Exercise objective
Copy the records from the top down to and including the line containing "206L88 201L63 194L46", swapping "bus roof" for "bus body" and changing nothing else.
____________
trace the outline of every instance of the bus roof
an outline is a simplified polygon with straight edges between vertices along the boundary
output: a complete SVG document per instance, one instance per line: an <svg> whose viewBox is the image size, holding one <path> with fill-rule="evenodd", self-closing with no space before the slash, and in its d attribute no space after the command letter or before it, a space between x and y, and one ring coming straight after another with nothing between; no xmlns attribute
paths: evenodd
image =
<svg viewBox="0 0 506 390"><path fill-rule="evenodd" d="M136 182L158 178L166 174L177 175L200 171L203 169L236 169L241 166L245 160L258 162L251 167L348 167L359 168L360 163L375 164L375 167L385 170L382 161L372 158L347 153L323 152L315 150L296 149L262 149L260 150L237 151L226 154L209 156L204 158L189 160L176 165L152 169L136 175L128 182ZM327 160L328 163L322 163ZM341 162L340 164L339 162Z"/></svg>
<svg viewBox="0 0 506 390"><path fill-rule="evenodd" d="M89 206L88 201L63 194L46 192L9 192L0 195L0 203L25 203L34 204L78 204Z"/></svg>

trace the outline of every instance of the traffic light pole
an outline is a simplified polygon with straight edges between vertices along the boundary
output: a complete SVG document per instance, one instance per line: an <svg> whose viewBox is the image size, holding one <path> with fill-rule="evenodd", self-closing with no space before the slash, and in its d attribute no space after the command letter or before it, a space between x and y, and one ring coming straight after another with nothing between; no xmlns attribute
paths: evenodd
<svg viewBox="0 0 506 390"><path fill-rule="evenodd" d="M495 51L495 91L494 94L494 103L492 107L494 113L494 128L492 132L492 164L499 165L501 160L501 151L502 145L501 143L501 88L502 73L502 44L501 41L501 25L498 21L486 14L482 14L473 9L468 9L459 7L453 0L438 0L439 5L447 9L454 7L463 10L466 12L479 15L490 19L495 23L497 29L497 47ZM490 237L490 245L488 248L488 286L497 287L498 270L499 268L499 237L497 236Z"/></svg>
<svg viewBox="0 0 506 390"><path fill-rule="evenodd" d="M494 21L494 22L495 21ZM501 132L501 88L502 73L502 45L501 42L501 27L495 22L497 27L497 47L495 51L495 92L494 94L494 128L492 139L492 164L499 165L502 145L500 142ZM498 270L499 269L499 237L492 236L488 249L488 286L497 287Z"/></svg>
____________
Finished exercise
trace the outline of every instance of the bus body
an outline is a simplified polygon with straight edges between vertices along the boundary
output: a complete SVG document per instance, one instance per line: an <svg> whose viewBox is the image size, holding one <path> with fill-rule="evenodd", self-closing with no space before the slash, and in its d attribute no space after the command letter or before it, a space between x and y, and one ring coming straight after another with nothing between; no xmlns attribute
paths: evenodd
image =
<svg viewBox="0 0 506 390"><path fill-rule="evenodd" d="M136 182L158 178L166 174L177 175L200 171L203 169L236 169L241 166L245 160L258 162L251 167L348 167L359 168L360 163L375 164L375 167L385 170L382 161L372 158L347 153L323 152L315 150L296 149L262 149L260 150L237 151L226 154L209 156L204 158L189 160L176 165L152 169L136 175L128 182ZM327 160L328 163L322 163ZM341 162L340 164L339 162Z"/></svg>
<svg viewBox="0 0 506 390"><path fill-rule="evenodd" d="M89 206L88 201L63 194L46 192L9 192L0 195L0 203L25 203L34 204L78 204Z"/></svg>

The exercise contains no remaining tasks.